Providing Support During the COVID-19 Pandemic
What Is the Best Thing Your Employer Has Done to Support You?
Looking out for DSP health and wellbeing
“[Employers] provided all necessary PPE supplies for the staff to maintain a safe continuity of care for its individuals.”
“Seeing that nurses in hospitals that are dealing with COVID-19 patients are NOT getting the proper PPE I am so thankful and glad that we are!”
The overall best thing employers did to supports DSPs during the pandemic, reported by DSPs, was to look out for their health and wellbeing by providing personal protective equipment, making their safety and that of the people they supported a priority.
Good communication and frequent updates
“Being supportive, keeping us trained and updated on information and providing us with protective supplies.”
“They keep us updated on things. They have zoom meeting every week so we can talk about the virus and if we have any concerns.”
Maintaining good communication and providing frequent updates on COVID-19 and best practices in safety procedures was frequently mentioned way employers supported DSPs. Checking-in with staff through calls, emails, texts, and Zoom meetings was appreciated.
“Gave me a bonus which did make me feel a little more appreciated.”
“Our employer always shows that she cares about all her employees. Because of our employer's hard work, we have been able to get paid extra during this pandemic. This extra pay really helps me a lot to take care of my family, it's been cost[ing] me more since my child's school was closed, more food the usual/higher utility bills than usual.”

Task statement:
In the passage on employer support during the pandemic, what did DSPs report as the overall best thing employers did for them?

Entries supplied:
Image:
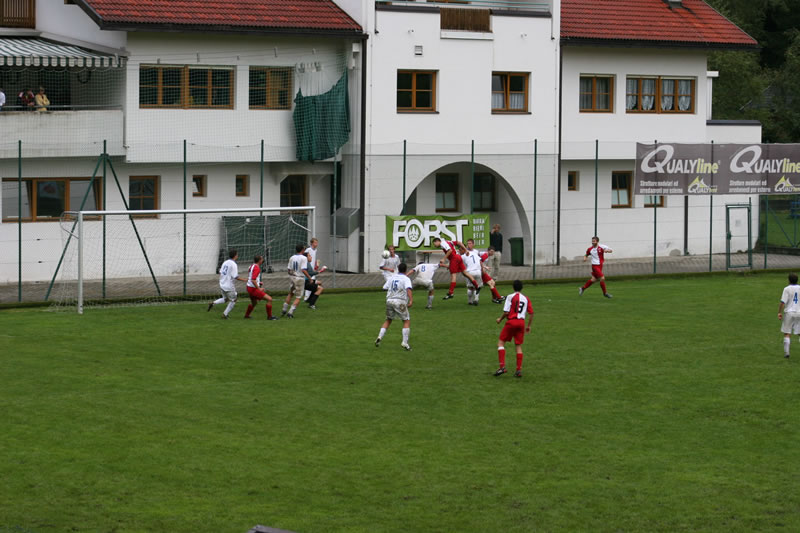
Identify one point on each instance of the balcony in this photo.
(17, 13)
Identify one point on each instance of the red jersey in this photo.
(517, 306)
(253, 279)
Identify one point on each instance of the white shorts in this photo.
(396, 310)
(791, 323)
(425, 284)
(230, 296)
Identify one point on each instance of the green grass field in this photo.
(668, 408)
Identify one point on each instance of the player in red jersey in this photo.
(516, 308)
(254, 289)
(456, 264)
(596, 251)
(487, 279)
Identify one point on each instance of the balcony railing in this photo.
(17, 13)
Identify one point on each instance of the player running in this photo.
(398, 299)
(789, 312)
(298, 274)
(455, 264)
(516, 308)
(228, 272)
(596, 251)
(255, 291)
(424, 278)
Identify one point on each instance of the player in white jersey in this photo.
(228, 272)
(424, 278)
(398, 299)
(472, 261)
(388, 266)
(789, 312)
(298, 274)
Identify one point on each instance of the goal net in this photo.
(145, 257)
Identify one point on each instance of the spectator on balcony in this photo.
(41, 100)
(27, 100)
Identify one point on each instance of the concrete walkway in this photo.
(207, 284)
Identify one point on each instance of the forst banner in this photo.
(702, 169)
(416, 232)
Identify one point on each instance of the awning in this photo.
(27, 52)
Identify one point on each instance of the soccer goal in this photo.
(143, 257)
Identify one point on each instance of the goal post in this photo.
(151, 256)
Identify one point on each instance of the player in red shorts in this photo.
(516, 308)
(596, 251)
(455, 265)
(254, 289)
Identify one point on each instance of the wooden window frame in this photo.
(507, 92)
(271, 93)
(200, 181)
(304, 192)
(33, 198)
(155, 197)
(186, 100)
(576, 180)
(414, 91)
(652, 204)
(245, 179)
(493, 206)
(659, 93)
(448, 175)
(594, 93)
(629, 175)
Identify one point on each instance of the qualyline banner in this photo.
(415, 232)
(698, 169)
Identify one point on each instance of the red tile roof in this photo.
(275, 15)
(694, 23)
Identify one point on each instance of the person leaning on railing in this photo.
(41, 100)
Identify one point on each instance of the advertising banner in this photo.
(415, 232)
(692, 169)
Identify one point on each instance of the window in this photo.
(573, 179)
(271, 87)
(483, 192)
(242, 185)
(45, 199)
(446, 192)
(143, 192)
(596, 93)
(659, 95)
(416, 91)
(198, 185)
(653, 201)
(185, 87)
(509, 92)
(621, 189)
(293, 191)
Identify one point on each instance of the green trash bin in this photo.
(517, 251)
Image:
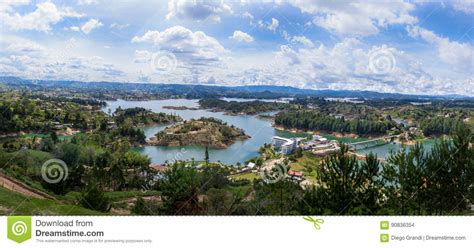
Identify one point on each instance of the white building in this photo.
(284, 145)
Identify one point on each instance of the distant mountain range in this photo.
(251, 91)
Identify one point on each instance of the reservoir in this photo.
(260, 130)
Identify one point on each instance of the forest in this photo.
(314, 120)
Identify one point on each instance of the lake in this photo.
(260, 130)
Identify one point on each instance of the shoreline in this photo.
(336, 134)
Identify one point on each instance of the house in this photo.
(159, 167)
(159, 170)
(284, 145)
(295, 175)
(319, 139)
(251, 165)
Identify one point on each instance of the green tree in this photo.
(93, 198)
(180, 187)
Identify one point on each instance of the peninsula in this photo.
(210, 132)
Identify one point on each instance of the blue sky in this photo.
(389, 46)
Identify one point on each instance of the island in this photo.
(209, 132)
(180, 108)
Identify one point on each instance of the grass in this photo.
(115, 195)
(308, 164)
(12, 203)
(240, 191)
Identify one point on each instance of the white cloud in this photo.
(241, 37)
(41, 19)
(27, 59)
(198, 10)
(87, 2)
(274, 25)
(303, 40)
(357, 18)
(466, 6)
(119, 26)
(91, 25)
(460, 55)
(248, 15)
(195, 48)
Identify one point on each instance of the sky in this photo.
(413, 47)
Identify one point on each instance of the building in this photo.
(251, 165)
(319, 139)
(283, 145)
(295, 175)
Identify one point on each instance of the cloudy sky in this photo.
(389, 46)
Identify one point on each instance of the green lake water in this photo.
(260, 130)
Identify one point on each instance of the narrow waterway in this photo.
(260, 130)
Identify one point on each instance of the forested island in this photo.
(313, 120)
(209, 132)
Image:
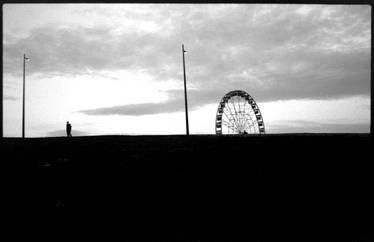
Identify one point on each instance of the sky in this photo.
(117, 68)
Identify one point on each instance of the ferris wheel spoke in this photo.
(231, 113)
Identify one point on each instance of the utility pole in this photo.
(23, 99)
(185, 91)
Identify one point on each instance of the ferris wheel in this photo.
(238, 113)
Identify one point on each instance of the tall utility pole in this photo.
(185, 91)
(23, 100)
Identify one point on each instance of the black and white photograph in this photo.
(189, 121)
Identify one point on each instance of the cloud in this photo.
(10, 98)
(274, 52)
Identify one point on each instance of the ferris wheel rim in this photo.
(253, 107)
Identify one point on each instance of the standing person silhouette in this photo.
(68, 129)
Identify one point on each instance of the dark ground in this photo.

Answer to this task:
Employers looked out for DSPs' health and wellbeing by providing personal protective equipment and made their safety, and that of the people they supported, a priority.